== TASK DIRECTIONS ==
Recast every line of the listing below as a Markdown table with the columns "Row" and "Line", numbering the rows and leaving out blank lines. Omit the pictures from your table.

== DATA SHOWN ==
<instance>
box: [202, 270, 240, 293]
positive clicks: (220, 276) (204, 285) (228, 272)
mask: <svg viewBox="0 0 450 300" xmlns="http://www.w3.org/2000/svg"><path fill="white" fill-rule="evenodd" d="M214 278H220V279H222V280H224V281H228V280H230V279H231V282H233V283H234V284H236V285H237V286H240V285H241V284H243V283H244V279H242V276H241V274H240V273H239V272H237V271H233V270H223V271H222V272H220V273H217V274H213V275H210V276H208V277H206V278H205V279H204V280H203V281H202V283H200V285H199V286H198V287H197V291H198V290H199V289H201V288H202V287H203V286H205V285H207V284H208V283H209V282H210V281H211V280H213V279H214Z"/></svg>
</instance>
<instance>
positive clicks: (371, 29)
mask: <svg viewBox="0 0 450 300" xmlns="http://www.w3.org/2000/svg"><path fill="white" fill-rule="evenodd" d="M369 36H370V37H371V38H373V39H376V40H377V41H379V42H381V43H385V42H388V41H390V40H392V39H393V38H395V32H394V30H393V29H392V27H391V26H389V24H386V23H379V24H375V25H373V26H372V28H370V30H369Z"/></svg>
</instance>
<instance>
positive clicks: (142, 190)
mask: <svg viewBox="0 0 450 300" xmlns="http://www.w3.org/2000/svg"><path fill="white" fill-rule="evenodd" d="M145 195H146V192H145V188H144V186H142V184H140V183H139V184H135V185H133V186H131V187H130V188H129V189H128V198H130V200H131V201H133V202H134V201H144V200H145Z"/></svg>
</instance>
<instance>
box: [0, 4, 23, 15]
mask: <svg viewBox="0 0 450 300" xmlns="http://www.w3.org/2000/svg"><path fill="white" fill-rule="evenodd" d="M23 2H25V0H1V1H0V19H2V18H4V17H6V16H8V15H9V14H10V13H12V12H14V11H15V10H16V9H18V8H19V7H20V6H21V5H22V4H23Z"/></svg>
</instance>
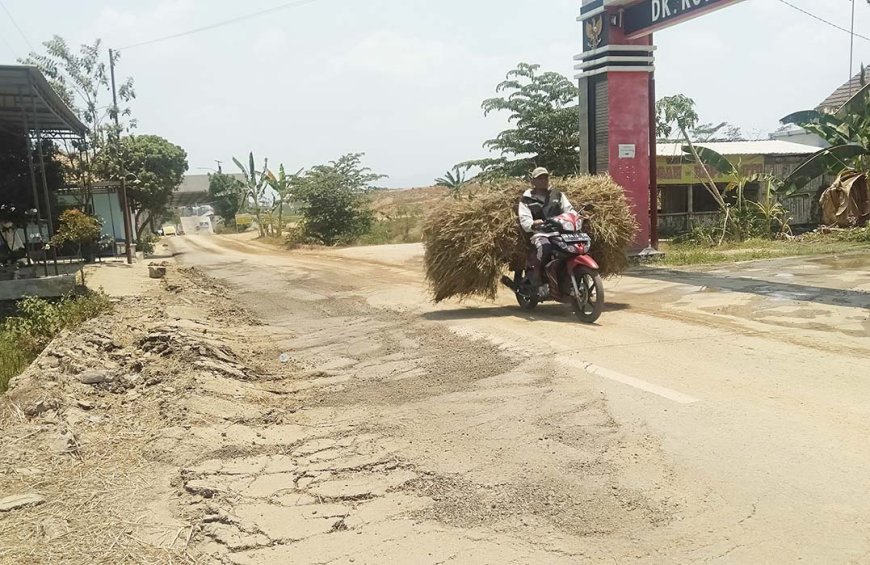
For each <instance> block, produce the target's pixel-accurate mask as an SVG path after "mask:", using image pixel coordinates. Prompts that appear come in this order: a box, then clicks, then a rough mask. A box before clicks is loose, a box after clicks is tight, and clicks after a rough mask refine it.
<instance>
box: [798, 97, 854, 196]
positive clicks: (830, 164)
mask: <svg viewBox="0 0 870 565" xmlns="http://www.w3.org/2000/svg"><path fill="white" fill-rule="evenodd" d="M781 122H782V123H783V124H795V125H798V126H800V127H802V128H804V129H805V130H807V131H809V132H811V133H814V134H816V135H818V136H819V137H821V138H822V139H824V140H825V141H827V142H828V143H829V144H830V145H831V147H828V148H826V149H822V150H820V151H818V152H816V153H814V154H813V155H811V156H810V157H809V158H807V159H806V160H805V161H804V162H803V163H801V164H800V165H799V166H798V167H797V168H796V169H795V170H794V171H793V172H792V174H791V175H789V177H788V178H786V180H785V183H786V186H787V190H788V193H790V194H793V193H796V192H800V191H801V190H803V189H804V188H806V187H807V185H809V184H810V182H812V181H813V180H815V179H817V178H819V177H822V176H824V175H832V176H837V175H839V174H840V173H841V172H843V171H844V170H856V171H860V172H868V171H870V90H868V89H867V88H866V87H865V88H862V89H861V91H859V92H858V93H857V94H856V95H855V96H853V97H852V99H851V100H849V101H848V102H847V103H846V104H845V105H844V106H843V107H842V108H841V109H840V110H839V111H838V112H837V113H836V114H826V113H823V112H819V111H817V110H806V111H802V112H795V113H794V114H789V115H788V116H786V117H785V118H783V119H782V120H781Z"/></svg>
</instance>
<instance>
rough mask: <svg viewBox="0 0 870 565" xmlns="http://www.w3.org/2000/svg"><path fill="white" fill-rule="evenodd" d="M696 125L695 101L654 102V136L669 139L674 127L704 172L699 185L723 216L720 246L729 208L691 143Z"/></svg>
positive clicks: (686, 100)
mask: <svg viewBox="0 0 870 565" xmlns="http://www.w3.org/2000/svg"><path fill="white" fill-rule="evenodd" d="M697 125H698V113H697V112H696V111H695V101H694V100H692V99H691V98H689V97H688V96H685V95H683V94H677V95H675V96H666V97H664V98H662V99H661V100H659V101H658V102H656V135H657V136H660V137H664V138H670V136H671V134H672V133H673V130H674V126H676V128H677V129H678V130H679V131H680V134H682V136H683V139H684V140H685V142H686V144H687V146H686V148H687V150H688V153H689V154H690V155H691V156H692V158H693V159H694V161H695V163H697V164H698V165H700V167H701V169H702V170H703V172H704V177H705V178H703V179H700V180H701V184H702V185H703V186H704V188H705V189H706V190H707V192H708V193H709V194H710V196H711V197H712V198H713V200H714V201H715V202H716V204H717V205H718V206H719V209H720V210H721V211H722V213H723V214H725V220H724V226H726V227H723V229H722V238H721V239H720V240H719V243H720V244H721V243H722V241H723V240H724V238H725V234H726V232H727V225H728V221H729V219H730V218H729V215H730V214H729V208H728V206H727V204H726V203H725V199H724V198H723V197H722V193H720V192H719V187H717V186H716V182H715V181H714V180H713V177H712V176H711V175H710V171H709V169H708V168H707V165H706V163H705V162H704V161H703V159H701V156H700V154H699V153H698V148H697V147H696V146H695V144H694V143H693V142H692V135H691V133H690V132H692V131H693V130H694V129H695V127H696V126H697Z"/></svg>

== RESPONSE TO THIS TASK ==
| Row | Line |
|---|---|
| 1 | <instance> |
| 2 | box: [202, 270, 240, 293] |
| 3 | positive clicks: (220, 276) (204, 285) (228, 272) |
| 4 | mask: <svg viewBox="0 0 450 300" xmlns="http://www.w3.org/2000/svg"><path fill="white" fill-rule="evenodd" d="M214 278H220V279H222V280H224V281H228V280H230V279H231V282H233V283H234V284H236V285H237V286H240V285H241V284H243V283H244V279H242V276H241V274H240V273H239V272H237V271H233V270H223V271H222V272H220V273H217V274H213V275H210V276H208V277H206V278H205V279H204V280H203V281H202V283H200V285H199V286H198V287H197V291H198V290H199V289H201V288H202V287H203V286H205V285H207V284H208V283H209V282H210V281H211V280H213V279H214Z"/></svg> |
| 5 | </instance> |
| 6 | <instance> |
| 7 | positive clicks: (371, 29) |
| 8 | mask: <svg viewBox="0 0 450 300" xmlns="http://www.w3.org/2000/svg"><path fill="white" fill-rule="evenodd" d="M369 36H370V37H371V38H373V39H376V40H377V41H379V42H381V43H385V42H388V41H390V40H392V39H393V38H395V32H394V30H393V29H392V27H391V26H389V24H386V23H379V24H375V25H373V26H372V28H370V30H369Z"/></svg> |
| 9 | </instance> |
| 10 | <instance> |
| 11 | positive clicks: (142, 190) |
| 12 | mask: <svg viewBox="0 0 450 300" xmlns="http://www.w3.org/2000/svg"><path fill="white" fill-rule="evenodd" d="M145 195H146V192H145V188H144V186H142V184H140V183H139V184H135V185H133V186H131V187H130V188H129V189H128V198H130V200H131V201H133V202H134V201H144V200H145Z"/></svg> |
| 13 | </instance> |
| 14 | <instance> |
| 15 | box: [0, 4, 23, 15] |
| 16 | mask: <svg viewBox="0 0 450 300" xmlns="http://www.w3.org/2000/svg"><path fill="white" fill-rule="evenodd" d="M23 2H25V0H1V1H0V19H2V18H4V17H6V16H8V15H9V14H10V13H12V12H14V11H15V10H16V9H18V8H19V7H20V6H21V5H22V4H23Z"/></svg> |
| 17 | </instance> |
| 18 | For each <instance> block, produce the target's pixel-accurate mask as an SVG path after "mask:", using image pixel coordinates. Prompts that appear come in this order: a box, then clicks, then a rough mask. A box before clicks is loose, a box after clicks is tight, and clicks after a rough mask refine it. |
| 19 | <instance> |
| 20 | box: [798, 97, 854, 196] |
| 21 | positive clicks: (830, 164) |
| 22 | mask: <svg viewBox="0 0 870 565" xmlns="http://www.w3.org/2000/svg"><path fill="white" fill-rule="evenodd" d="M781 122H782V123H783V124H795V125H798V126H800V127H802V128H804V129H805V130H807V131H809V132H811V133H814V134H816V135H818V136H819V137H821V138H822V139H824V140H825V141H827V142H828V143H829V144H830V145H831V147H828V148H826V149H822V150H820V151H818V152H816V153H814V154H813V155H811V156H810V157H809V158H807V159H806V160H805V161H804V162H803V163H801V164H800V165H799V166H798V167H797V168H796V169H795V170H794V171H793V172H792V174H791V175H789V177H788V178H786V180H785V183H786V186H787V190H788V193H790V194H793V193H796V192H800V191H801V190H803V189H804V188H806V187H807V185H809V184H810V182H812V181H813V180H815V179H817V178H819V177H822V176H824V175H832V176H837V175H839V174H840V173H841V172H843V171H844V170H856V171H860V172H868V171H870V90H868V89H867V88H866V87H865V88H862V89H861V91H859V92H858V93H857V94H856V95H855V96H853V97H852V99H851V100H849V101H848V102H847V103H846V104H845V105H844V106H843V107H842V108H841V109H840V110H839V111H838V112H837V113H836V114H826V113H823V112H819V111H817V110H806V111H802V112H795V113H794V114H789V115H788V116H786V117H785V118H783V119H782V120H781Z"/></svg> |
| 23 | </instance> |
| 24 | <instance> |
| 25 | rough mask: <svg viewBox="0 0 870 565" xmlns="http://www.w3.org/2000/svg"><path fill="white" fill-rule="evenodd" d="M696 125L695 101L654 102V136L669 139L674 127L704 172L699 185L723 216L720 246L729 208L691 143Z"/></svg> |
| 26 | positive clicks: (686, 100) |
| 27 | mask: <svg viewBox="0 0 870 565" xmlns="http://www.w3.org/2000/svg"><path fill="white" fill-rule="evenodd" d="M697 125H698V113H697V112H696V111H695V101H694V100H692V99H691V98H689V97H688V96H685V95H683V94H677V95H675V96H666V97H664V98H662V99H661V100H659V101H658V102H656V135H657V136H660V137H664V138H670V136H671V134H672V133H673V130H674V126H676V128H677V129H678V130H679V131H680V134H682V136H683V139H684V140H685V142H686V144H687V146H686V148H687V150H688V153H689V154H690V155H691V156H692V158H693V159H694V161H695V163H697V164H698V165H700V167H701V169H702V170H703V172H704V177H705V178H703V179H700V180H701V184H702V185H703V186H704V188H705V189H706V190H707V192H708V193H709V194H710V196H711V197H712V198H713V200H714V201H715V202H716V204H717V205H718V206H719V209H720V210H721V211H722V213H723V214H725V220H724V226H726V227H723V229H722V238H721V239H720V240H719V243H720V244H721V243H722V241H723V240H724V238H725V234H726V232H727V225H728V221H729V219H730V218H729V215H730V214H729V208H728V206H727V204H726V203H725V199H724V198H723V197H722V193H720V192H719V187H717V186H716V182H715V181H714V180H713V177H712V176H711V175H710V171H709V169H708V168H707V165H706V163H705V162H704V161H703V159H701V156H700V154H699V153H698V148H697V147H696V146H695V144H694V143H693V142H692V135H691V133H690V132H692V131H693V130H694V129H695V127H696V126H697Z"/></svg> |